◆ Письменные задания ◆
- 1) Какой датой в исходном тексте обозначен приезд на дачу, описанный в очерке «Мне четырнадцать лет»?
- 2) Согласуются ли с исходным текстом утверждения (a), (b) и (c)? Для каждого ответьте «да» или «нет» и приведите точную цитату из текста, которая это решает.
(a) Вознесенский отрекался от Пастернака.
(b) Вознесенский считал, что важнее всего на свете стихи.
(c) Притчу о Фете за столом рассказал Вознесенский.

◆ Исходный текст ◆
Повторим: информации о постнобелевских отношениях Пастернака и Вознесенского слишком мало. Мы не имеем права (да и желания) утверждать, что ученик ни разу не встретился с учителем после приезда на дачу 30 сентября 1958 года, «мерцательно» описанного в очерке «Мне четырнадцать лет». Но как бы ни обстояло дело в плане житейском, расхождение литературное произошло. Вознесенский этого не заметил. Ни нобелевско-погромной осенью, ни позднее.
Он не отрекался от Пастернака. Он был занят собственными делами. Печатал стихи, в известной мере формой связанные с пастернаковскими и диаметрально противоположные им всей сутью. Славил ту революцию, о страшной цене которой был написан прочитанный им «Доктор Живаго». Крушил — во имя прекрасной жизни и освобождения человека — поповское мракобесие. Набирал публикационные очки. Запланированно или случайно встречался и тут же находил общий язык с бандитами, травившими (и затравившими) Пастернака. В общем, строил свое будущее.
Вознесенский безоговорочно верил, что всего на свете важнее — стихи. В первую очередь — его собственные. Но не только. Он и чужие любил искренне и страстно. А потому, обретя со временем высокий статус, отдавал немало сил на пробивание публикаций самых разных авторов — от Пастернака («евангельские» стихотворения Юрия Живаго) до чистопробных графоманов. Его поздние апологии Солоухина или Кожевникова не были этикетными и не сводились к демонстрации личной признательности: помощь художнику искупает иные грехи (в том числе участие в расправе с другим — или даже тем же — художником). Не для красного (солоноватого) словца, а защищая свое неизменное убеждение, Вознесенский словно бы мимоходом вводит в очерк о Пастернаке следующий эпизод: «Как-то мелочные пуритане напали на его друга за то, что тот напечатался не в том органе, где бы им хотелось. Пастернак рассказал за столом притчу о Фете. В подобной же ситуации Фет будто бы ответил: “Если бы Шмидт (кажется, так именовался самый низкопробный петербургский тогдашний сапожник) выпускал грязный листок, который бы назывался словом из трех букв, я все равно бы там печатался. Стихи очищают”» [Вознесенский, 1987: 410].

◆ Исходные данные ◆
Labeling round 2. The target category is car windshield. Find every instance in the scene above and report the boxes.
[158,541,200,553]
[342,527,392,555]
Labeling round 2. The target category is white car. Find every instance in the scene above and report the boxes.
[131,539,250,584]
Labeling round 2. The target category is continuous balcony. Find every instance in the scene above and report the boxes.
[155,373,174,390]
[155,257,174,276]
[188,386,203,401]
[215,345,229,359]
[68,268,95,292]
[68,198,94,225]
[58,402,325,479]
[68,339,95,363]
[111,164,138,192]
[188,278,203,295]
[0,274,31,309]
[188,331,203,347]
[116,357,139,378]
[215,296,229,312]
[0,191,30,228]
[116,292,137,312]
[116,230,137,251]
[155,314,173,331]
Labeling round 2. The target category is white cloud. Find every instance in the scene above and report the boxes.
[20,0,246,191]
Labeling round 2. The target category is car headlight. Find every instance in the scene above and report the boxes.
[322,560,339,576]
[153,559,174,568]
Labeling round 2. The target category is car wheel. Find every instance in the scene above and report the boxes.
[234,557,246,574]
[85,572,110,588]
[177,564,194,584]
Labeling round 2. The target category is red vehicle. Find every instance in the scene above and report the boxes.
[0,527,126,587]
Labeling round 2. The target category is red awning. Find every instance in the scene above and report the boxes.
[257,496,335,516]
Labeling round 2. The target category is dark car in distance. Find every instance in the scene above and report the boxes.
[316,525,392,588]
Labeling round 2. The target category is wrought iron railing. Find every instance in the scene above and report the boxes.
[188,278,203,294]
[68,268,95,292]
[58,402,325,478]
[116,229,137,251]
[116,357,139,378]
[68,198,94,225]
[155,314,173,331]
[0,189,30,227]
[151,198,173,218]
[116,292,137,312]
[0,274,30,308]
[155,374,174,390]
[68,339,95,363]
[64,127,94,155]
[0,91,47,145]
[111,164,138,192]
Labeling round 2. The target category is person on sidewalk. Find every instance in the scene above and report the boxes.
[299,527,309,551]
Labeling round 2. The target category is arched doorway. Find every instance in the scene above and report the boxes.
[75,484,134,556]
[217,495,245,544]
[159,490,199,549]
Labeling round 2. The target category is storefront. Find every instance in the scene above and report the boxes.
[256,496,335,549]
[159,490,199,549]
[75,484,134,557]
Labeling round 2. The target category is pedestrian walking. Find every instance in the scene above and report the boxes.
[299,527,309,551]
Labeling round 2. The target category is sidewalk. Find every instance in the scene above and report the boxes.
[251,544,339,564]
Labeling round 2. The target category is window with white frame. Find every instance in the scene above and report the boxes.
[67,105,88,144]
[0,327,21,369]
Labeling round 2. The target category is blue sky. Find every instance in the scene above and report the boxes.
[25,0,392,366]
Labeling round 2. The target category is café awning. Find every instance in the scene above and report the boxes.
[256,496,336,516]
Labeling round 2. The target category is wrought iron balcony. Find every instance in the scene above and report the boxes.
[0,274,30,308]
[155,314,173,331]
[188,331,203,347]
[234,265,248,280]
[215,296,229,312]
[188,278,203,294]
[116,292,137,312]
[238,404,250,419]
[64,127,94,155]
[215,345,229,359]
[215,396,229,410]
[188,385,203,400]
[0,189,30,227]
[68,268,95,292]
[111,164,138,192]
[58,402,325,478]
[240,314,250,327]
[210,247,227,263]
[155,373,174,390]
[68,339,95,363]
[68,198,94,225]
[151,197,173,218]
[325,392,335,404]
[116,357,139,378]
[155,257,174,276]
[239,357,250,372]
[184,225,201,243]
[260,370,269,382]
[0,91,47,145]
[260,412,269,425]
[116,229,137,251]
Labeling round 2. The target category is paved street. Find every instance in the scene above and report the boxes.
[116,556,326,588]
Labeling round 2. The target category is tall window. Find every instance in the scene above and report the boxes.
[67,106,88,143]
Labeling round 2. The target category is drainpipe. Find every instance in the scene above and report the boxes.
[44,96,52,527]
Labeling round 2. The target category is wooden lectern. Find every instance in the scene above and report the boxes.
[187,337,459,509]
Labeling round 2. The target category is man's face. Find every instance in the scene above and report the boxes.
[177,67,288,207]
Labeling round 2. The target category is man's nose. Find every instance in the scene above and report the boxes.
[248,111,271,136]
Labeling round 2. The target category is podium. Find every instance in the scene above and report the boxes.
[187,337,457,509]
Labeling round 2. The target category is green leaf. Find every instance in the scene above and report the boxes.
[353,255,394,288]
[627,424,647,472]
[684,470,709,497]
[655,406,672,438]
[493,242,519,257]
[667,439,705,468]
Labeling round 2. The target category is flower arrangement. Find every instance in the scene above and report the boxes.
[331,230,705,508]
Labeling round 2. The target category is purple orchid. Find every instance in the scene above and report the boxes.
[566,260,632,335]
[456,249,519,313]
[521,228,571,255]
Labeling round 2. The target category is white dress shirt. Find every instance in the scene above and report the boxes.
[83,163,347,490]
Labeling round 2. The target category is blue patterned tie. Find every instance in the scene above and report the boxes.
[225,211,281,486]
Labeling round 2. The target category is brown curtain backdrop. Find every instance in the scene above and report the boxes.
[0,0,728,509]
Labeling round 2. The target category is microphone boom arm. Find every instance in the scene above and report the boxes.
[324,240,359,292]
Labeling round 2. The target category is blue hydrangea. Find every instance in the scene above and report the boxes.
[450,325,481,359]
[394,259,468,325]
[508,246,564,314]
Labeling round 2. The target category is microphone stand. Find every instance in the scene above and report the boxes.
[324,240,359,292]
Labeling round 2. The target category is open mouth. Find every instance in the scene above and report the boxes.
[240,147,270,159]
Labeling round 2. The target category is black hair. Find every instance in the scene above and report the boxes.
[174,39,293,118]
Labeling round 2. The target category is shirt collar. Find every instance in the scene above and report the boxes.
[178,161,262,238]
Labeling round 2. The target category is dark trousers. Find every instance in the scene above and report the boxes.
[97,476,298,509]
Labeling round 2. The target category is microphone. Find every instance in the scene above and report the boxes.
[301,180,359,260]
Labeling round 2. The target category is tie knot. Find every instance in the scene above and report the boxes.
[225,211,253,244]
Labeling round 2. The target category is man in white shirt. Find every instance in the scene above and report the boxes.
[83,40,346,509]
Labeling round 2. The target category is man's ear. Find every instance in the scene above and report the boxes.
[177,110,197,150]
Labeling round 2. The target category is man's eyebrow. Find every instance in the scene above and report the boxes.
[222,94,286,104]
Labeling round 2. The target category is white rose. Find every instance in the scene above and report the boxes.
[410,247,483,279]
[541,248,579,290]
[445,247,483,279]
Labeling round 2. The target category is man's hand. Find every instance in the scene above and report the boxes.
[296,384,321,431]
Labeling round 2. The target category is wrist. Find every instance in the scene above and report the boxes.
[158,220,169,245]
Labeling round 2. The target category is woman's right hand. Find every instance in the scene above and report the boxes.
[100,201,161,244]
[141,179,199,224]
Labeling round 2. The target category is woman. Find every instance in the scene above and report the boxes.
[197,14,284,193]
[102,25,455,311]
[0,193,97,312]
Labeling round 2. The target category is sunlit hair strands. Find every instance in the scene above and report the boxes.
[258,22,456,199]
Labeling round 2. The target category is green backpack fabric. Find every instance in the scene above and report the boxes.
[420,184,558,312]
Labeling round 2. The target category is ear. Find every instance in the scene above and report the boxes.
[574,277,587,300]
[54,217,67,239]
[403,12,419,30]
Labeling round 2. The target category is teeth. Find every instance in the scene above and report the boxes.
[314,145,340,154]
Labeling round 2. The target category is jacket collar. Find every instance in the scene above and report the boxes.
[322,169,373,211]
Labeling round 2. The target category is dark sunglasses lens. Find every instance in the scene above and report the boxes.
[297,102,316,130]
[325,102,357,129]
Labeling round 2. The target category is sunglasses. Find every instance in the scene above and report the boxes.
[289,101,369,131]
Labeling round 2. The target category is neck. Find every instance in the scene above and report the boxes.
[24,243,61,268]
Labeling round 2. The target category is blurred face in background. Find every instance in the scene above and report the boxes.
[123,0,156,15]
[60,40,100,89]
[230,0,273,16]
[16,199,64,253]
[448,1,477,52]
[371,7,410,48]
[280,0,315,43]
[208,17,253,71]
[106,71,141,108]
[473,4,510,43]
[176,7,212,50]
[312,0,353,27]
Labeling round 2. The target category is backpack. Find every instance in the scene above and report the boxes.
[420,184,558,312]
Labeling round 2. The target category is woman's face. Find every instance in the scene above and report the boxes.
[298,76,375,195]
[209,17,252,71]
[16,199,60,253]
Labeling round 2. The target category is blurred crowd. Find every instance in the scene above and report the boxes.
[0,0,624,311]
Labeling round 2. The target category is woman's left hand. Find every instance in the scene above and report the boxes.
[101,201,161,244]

◆ Ответы по порядку ◆
- 1) 30 сентября 1958 года.

- 2)
(a) Нет: «Он не отрекался от Пастернака.»
(b) Да: «Вознесенский безоговорочно верил, что всего на свете важнее — стихи.»
(c) Нет: «Пастернак рассказал за столом притчу о Фете.»